• _Natural-language object grounding data_:
____

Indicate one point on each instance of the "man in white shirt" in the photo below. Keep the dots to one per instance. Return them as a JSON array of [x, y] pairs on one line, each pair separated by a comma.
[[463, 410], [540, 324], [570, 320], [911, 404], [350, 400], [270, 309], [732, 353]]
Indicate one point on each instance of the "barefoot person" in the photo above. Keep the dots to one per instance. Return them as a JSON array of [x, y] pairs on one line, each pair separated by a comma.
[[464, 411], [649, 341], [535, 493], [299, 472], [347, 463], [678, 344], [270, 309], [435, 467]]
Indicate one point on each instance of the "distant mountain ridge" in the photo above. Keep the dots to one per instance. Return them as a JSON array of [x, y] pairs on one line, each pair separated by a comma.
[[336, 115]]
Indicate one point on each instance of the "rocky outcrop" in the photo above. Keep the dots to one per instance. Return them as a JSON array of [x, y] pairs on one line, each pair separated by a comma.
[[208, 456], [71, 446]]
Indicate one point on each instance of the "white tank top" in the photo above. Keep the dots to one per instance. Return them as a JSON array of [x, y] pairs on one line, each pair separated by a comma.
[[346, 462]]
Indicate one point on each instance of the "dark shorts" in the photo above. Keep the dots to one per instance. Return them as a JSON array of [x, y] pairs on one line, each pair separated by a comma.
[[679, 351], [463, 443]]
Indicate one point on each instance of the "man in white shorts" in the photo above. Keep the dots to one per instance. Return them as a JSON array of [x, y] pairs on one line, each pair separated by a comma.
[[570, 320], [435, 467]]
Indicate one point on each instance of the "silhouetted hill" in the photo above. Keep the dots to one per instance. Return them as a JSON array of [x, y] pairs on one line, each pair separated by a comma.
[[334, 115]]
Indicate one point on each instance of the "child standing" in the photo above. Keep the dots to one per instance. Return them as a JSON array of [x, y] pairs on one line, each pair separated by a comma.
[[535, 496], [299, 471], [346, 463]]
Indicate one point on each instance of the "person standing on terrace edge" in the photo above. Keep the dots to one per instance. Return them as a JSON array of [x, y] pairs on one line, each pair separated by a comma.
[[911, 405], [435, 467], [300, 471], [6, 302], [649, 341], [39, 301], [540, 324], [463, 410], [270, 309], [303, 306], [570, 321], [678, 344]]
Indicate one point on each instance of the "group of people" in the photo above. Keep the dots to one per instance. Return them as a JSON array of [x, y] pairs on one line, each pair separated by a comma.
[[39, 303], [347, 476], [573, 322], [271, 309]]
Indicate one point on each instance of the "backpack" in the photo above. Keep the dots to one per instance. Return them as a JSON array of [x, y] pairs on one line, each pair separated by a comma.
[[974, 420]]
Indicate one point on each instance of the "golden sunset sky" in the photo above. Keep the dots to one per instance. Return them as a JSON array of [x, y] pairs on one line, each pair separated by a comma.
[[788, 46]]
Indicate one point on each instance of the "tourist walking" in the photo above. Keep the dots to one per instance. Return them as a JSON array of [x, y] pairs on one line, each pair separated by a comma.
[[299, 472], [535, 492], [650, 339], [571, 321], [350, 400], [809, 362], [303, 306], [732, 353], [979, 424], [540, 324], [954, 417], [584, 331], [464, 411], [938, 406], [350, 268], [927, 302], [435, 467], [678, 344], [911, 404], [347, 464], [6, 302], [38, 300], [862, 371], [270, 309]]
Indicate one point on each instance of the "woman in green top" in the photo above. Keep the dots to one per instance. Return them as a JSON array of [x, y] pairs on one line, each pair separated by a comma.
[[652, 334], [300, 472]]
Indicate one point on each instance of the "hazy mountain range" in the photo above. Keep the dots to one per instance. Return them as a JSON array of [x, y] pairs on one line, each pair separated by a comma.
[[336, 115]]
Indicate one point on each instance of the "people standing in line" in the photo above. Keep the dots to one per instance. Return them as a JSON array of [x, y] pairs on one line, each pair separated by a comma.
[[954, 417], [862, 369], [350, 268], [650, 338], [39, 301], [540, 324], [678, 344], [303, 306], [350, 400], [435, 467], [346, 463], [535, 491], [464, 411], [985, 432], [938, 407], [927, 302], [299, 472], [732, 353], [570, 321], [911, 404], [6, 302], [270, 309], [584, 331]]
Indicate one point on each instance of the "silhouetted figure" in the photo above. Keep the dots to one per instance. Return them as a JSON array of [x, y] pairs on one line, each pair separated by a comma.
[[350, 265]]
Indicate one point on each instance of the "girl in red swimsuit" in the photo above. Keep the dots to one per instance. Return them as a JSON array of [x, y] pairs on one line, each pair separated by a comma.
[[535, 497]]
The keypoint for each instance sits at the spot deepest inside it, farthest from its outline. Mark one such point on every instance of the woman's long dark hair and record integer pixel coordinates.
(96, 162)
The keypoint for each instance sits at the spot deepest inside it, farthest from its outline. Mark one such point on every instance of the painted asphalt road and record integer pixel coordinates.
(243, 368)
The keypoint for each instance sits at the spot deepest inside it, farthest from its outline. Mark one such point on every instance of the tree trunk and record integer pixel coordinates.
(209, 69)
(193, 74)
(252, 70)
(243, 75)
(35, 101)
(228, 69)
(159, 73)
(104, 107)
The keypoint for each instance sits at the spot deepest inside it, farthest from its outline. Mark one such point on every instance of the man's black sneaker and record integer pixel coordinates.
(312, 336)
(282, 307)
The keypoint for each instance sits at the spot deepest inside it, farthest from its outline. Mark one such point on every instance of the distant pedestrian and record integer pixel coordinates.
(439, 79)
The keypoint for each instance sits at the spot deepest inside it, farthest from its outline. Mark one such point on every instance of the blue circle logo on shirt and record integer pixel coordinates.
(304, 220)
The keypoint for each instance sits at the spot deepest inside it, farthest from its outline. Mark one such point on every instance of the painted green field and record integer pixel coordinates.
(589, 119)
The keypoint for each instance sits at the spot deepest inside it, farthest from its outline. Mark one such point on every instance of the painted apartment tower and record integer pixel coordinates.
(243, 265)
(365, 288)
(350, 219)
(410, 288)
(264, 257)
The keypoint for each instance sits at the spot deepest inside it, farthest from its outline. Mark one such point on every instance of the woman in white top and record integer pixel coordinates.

____

• _About this task_: Word for word, quote all of the data above.

• _Result of this exercise_:
Indicate one point on each instance of the "man in white shirt" in the photo below. Keep the dots to one per instance. Return them as a JSON array of [x, y] pairs on one line, each pair separated by a comma.
[[463, 410], [540, 324], [570, 320], [911, 404], [350, 400], [270, 309], [732, 353]]
Indicate one point on each instance of the "barefoot person" in the photo above. Keep the dots to one per instance. Return them as a JSON array of [x, y] pairs on one line, each pair separated by a comma.
[[464, 411], [649, 341], [535, 493], [299, 472], [347, 463], [678, 344], [270, 309], [435, 467]]
Indicate one point on each instance of the "distant mountain ridge" in the photo above. Keep the dots to one per instance. Return them as a JSON array of [x, y] pairs on one line, each pair separated by a comma.
[[336, 115]]
Indicate one point on each instance of the "rocky outcrop" in the photo above. Keep the dots to one per instance. Return them as a JSON array of [x, y] pairs on one line, each pair separated by a comma.
[[208, 456], [71, 446]]
Indicate one point on each instance of the "white tank top" in the photo above. Keep the dots to one per instance. Return them as a JSON array of [x, y] pairs on one line, each pair separated by a comma.
[[346, 462]]
Indicate one point on each instance of the "dark shorts" in the photo above. Keep the dots to one per instance. Return them as a JSON array of [x, y] pairs on one line, each pair separated by a comma.
[[679, 351], [463, 443]]
Indicate one point on each instance of the "man in white shorts" in the photo above. Keep the dots to one per instance. Return them as a JSON array of [x, y] pairs on one line, each pair separated by a comma.
[[570, 320], [435, 467]]
Indicate one point on each instance of the "silhouetted hill" in the photo above. Keep the dots to one per instance. Return them as a JSON array of [x, y] pairs on one line, each pair separated by a comma.
[[334, 115]]
Indicate one point on each instance of the "child standing" in the photo above. Keep the dots to one per instance. Return them as a JSON array of [x, y] pairs on one line, each pair separated by a comma.
[[535, 496], [299, 471], [346, 463]]
Indicate one point on each instance of the "person standing on terrace edge" in the photo above. Keep the dots to one per instance. Return them as a JSON array of [x, y] pairs on one line, each pair separated by a comma.
[[911, 405], [435, 467], [300, 471], [6, 302], [649, 341], [39, 301], [540, 324], [463, 410], [270, 309], [303, 306], [570, 321], [678, 344]]
Indicate one point on each instance of the "group of people" in the photo above. Keep the dots to one per instance. Return them as a JSON array of [x, y] pairs on one line, each pair separated by a comma.
[[39, 303], [347, 476], [573, 322], [271, 309]]
Indicate one point on each instance of the "backpack" in the photo above. Keep the dots to one per instance. Return them as a JSON array of [x, y] pairs on one line, each pair separated by a comma.
[[974, 420]]
Indicate one point on each instance of the "golden sunset sky" in the photo above. Keep the dots to one per instance. Return them as a JSON array of [x, y] pairs on one line, each pair separated by a comma.
[[788, 46]]
Indicate one point on each instance of the "tourist walking" in the photo above. Keep the dots to one per instance. Return them as a JSON array of [x, y] pairs on one line, each pair separated by a comma.
[[299, 472], [535, 492], [650, 339], [571, 321], [350, 400], [809, 362], [303, 306], [732, 353], [979, 424], [540, 324], [954, 417], [584, 331], [464, 411], [938, 406], [350, 268], [927, 302], [435, 467], [678, 344], [911, 404], [347, 464], [6, 302], [38, 300], [862, 371], [270, 309]]
Indicate one point on each instance of the "woman in green top" in the photo above. Keep the dots to one per instance. Return them as a JSON array of [x, y] pairs on one line, each pair separated by a comma.
[[652, 334], [300, 472]]
Indicate one point on each instance of the "hazy mountain range" in the photo above. Keep the dots to one per instance. Return them as a JSON array of [x, y] pairs on one line, each pair separated by a comma.
[[336, 115]]
Indicate one point on each instance of the "people standing in line" in the photo above. Keep the dots to one per instance. Return them as a JSON array of [x, y] pairs on one line, each pair separated by a comma.
[[954, 417], [862, 369], [350, 268], [650, 338], [39, 301], [540, 324], [678, 344], [303, 306], [350, 400], [435, 467], [346, 463], [535, 491], [464, 411], [985, 432], [938, 407], [927, 302], [299, 472], [732, 353], [570, 321], [911, 404], [6, 302], [270, 309], [584, 331]]
Indicate one point on each instance of the "silhouetted figure" in the photo above. Keep the dots to one per instance. Return them as a JSON array of [x, y] pairs on one line, each pair separated by a comma.
[[350, 265]]
Indicate one point on each instance of the "girl in red swimsuit" in the photo above. Keep the dots to one per instance. Return them as a JSON array of [x, y] pairs on one line, each pair separated by a comma.
[[535, 497]]
The keypoint for each instance sits at the spot deepest inside it, farthest from its outline. Mark one such point on every instance of the woman's long dark hair and record integer pixel coordinates.
(96, 162)
The keypoint for each instance sits at the spot deepest inside it, farthest from its outline. Mark one such point on every instance of the painted asphalt road and record integer pixel coordinates.
(243, 368)
The keypoint for each instance sits at the spot deepest inside it, farthest from its outline. Mark one such point on every instance of the tree trunk and record integer pixel coordinates.
(209, 69)
(193, 74)
(252, 70)
(243, 75)
(35, 101)
(228, 69)
(159, 73)
(104, 107)
The keypoint for each instance sits at the spot deepest inside it, farthest from its outline. Mark one such point on every instance of the man's black sneaker and record integer pixel coordinates.
(312, 336)
(282, 307)
The keypoint for each instance sits at the spot deepest inside it, farthest from its outline. Mark one such point on every instance of the distant pedestrian and record integer pixel coordinates.
(439, 79)
The keypoint for each instance sits at the spot deepest inside it, farthest from its outline. Mark one such point on every instance of the blue circle logo on shirt and record integer pixel coordinates.
(304, 220)
The keypoint for each instance sits at the spot deepest inside it, farthest from its outline. Mark one such point on every instance of the painted green field and record integer pixel coordinates.
(589, 119)
The keypoint for each instance sits at the spot deepest inside it, farthest from its outline. Mark one such point on every instance of the painted apartment tower and record integer pixel coordinates.
(243, 265)
(365, 288)
(350, 219)
(410, 288)
(264, 257)
The keypoint for each instance sits at the spot deepest inside it, farthest from its outline. Mark one such point on every instance of the woman in white top and record integer pixel coordinates.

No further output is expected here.